I agree there is room for this ruling to be misued in the future, but what do we do about this woman? Personally, I wonder that there are not other statutes that can be used to go after her. Were someone to lie, and that lead to a monitary loss, that seems like it would be very "prosecutable". Why this is not "manslaughter" is not real clear to me.
Another thought, Al Capone was gotten off the street on Tax Evasion charges, because they could not pin any other wraps on him. Was that good or bad?
You mean "allegedly" about the factual matters, afaict. I think that the facts in the case are not yet established in court. It is tedious in the discussion threads to tread so lightly. I think it is clear from context that we're accepting the versions that have been widely reported for the purpose of discussion of a general principle. Just thought I'd make that explicit here.
I don't mean to equivocate. The more authoritative accounts seem to leave little room to dispute the reported sequence of events. Just sayin', that's all.
"Is violating a Terms of Service Agreement a criminal offense, making it a argument between the State and a person, or a civil one to be argued between the provider and user?", that is the true question for this case. Everything else that we will hear about this over the next year or two will just be emotional noise, designed to gain votes, viewers, or readers. And that is all that this is about, votes.
That is a good point. How do they have standing to even open a case on this basis?
I cant see just leaving the issue ( the particular case, maybe, but not the greater issue ) that this womans alleged ( thanks, Thomas ) actions resulted in the death of a child, and those actions were allegedly not accidental ( feeding a child something they were allergic too, accidental ).

- [Data]:
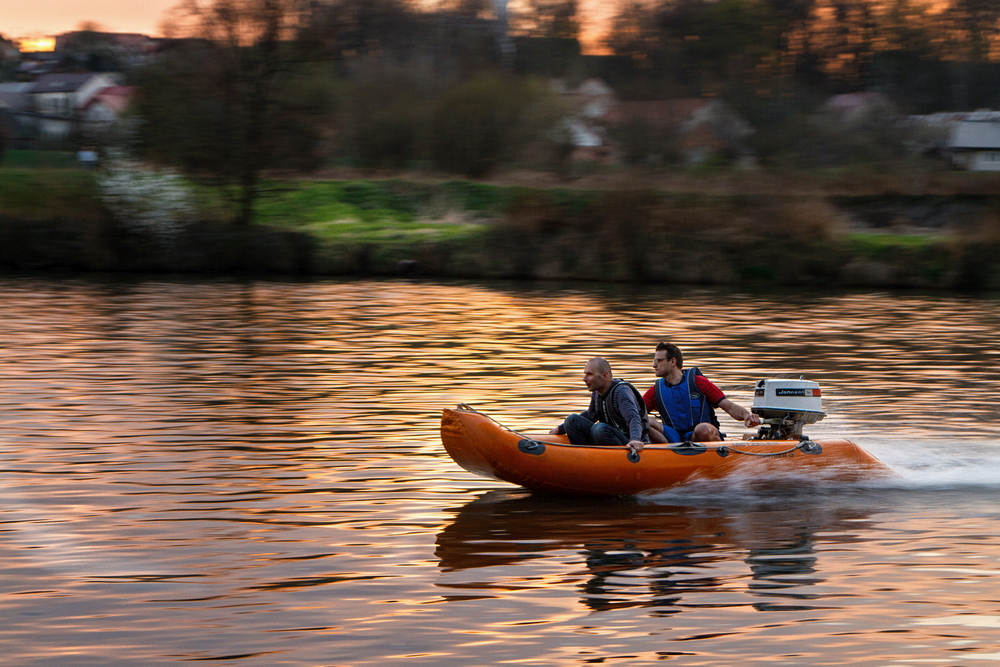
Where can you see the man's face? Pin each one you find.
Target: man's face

--

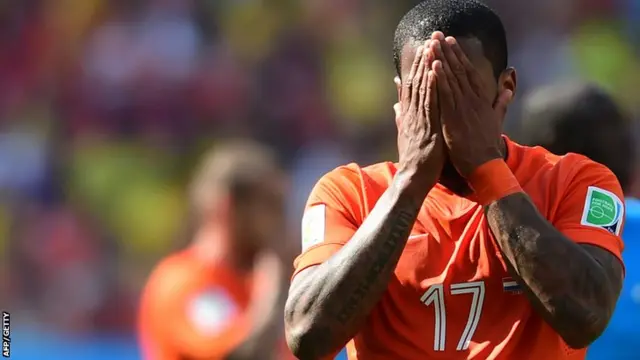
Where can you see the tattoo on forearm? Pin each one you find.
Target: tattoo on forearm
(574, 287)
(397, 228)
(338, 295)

- [Exercises]:
[1] According to the discussion, on what charges was Al Capone gotten off the street?
[2] List everything that the discussion says the coming "emotional noise" about this case is designed to gain.
[3] Extend the discussion about the woman's case with a further reply that follows its last message.
The rows have nothing to do with the discussion.

- [Responses to the tasks]:
[1] Tax evasion charges.

[2] Votes, viewers, and readers.

[3]
Something I just thought of, if I yelled "fire" in a theater, and that resulted in someone losing their life in the commotion, would I not be legally responsible for that death? I am just suprised that there is not a more direct way to legaly proceed against her.
On the "this is all about votes", how so? I agree it is an emotional case.
I am probably being too cynical when stating this will be all about votes in the end. I just think that some politician will not be able to resist a $SaveTheChildren law, or that a politician is pressing a prosecutor to run this one as it is now, just for votes. There are times when we should just let wrongs go.
There is something definitely wrong about a forty-seven year old woman harassing a child in her early teens. That disagreement should have been adult to adult, then down to the children by the their respective adults. Clearly, the forty-seven year old has not left junior high school behind. I too want her punished for it, at the very least so that we do not have more similar acts in the future. But bullying has not stopped, despite regulations or laws against it, and the occasional murder-suicide committed by the victim against the bullies.
How would a law address this crime? Would it require verification of identity for online postings? Once we take away anonymity from internet postings, we lose the trolls and flamers (who we ignore, ban, or moderate away anyway) at the cost of not being able to write freely without being reviewed by an employer or any other party. Maybe the "2.0" socializing type sites will have their own special laws for identification, age separated forums, stuff like that, or maybe that would be the start of the "slippery slope". Thoughts?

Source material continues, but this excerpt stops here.